- [TO DO] Among the lines below, a stretch begins at the one with "the red hatchback" and ends at the one with "of the power". Repeat that stretch exactly, ends included.
(DATA EXTRACT)
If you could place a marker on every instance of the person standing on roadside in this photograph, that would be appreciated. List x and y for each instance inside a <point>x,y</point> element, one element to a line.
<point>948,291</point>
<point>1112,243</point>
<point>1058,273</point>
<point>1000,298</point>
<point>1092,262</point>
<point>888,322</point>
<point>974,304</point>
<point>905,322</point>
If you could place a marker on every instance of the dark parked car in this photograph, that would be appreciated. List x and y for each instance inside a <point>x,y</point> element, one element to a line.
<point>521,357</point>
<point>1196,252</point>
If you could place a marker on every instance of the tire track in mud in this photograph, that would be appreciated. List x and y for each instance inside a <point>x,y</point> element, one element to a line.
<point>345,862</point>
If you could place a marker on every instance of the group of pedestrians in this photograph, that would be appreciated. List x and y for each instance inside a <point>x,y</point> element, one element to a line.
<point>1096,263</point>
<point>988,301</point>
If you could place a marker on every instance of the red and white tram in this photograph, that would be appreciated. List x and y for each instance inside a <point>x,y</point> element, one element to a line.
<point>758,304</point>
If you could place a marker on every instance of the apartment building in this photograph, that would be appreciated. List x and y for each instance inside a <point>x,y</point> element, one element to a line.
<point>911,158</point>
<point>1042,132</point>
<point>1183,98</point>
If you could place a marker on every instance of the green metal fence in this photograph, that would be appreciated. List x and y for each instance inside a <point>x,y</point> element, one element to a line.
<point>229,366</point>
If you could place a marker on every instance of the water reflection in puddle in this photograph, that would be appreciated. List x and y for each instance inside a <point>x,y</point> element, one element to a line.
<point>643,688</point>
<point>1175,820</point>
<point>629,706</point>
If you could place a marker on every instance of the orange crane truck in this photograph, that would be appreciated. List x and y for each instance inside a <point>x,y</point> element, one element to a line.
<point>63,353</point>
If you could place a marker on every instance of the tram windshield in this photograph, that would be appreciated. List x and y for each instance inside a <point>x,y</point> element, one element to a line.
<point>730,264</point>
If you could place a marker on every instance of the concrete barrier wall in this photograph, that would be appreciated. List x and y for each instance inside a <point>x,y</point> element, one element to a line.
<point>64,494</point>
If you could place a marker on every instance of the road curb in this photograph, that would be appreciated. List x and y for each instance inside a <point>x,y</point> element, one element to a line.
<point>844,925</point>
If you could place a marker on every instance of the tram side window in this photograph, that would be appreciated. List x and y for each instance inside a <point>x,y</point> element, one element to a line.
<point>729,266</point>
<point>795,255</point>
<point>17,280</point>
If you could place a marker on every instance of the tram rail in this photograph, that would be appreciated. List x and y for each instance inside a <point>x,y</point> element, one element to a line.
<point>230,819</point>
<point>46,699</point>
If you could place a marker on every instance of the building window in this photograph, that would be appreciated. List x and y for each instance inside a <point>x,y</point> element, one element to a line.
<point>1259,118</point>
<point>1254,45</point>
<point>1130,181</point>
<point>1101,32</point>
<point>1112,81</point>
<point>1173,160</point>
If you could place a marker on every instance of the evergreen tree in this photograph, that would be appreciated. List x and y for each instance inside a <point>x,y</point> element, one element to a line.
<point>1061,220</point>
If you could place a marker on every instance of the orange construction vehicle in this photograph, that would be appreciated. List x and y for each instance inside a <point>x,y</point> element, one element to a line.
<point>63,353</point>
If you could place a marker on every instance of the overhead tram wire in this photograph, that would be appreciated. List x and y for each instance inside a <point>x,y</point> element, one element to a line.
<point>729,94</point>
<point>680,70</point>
(End DATA EXTRACT)
(DATA EXTRACT)
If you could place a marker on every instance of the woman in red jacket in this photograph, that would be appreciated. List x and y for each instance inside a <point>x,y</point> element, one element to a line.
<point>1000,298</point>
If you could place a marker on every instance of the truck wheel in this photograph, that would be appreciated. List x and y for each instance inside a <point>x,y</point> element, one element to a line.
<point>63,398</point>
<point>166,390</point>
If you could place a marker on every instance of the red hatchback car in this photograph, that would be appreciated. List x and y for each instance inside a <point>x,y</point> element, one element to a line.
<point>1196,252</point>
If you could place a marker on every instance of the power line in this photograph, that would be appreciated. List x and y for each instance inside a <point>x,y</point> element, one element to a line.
(End DATA EXTRACT)
(DATA EXTRACT)
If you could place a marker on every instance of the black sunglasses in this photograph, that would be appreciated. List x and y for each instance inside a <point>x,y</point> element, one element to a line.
(End DATA EXTRACT)
- [RESPONSE TO THIS EXERCISE]
If you could place a marker on every instance of the red hatchback car in this photograph, that would be appreciated. List x and y for each instance inside a <point>x,y</point> element, one element to a line.
<point>1196,252</point>
If you could place a marker on every instance of the power line in this photograph, that would be appreciated. List x and y for each instance inside a <point>x,y</point> element, one element to a line.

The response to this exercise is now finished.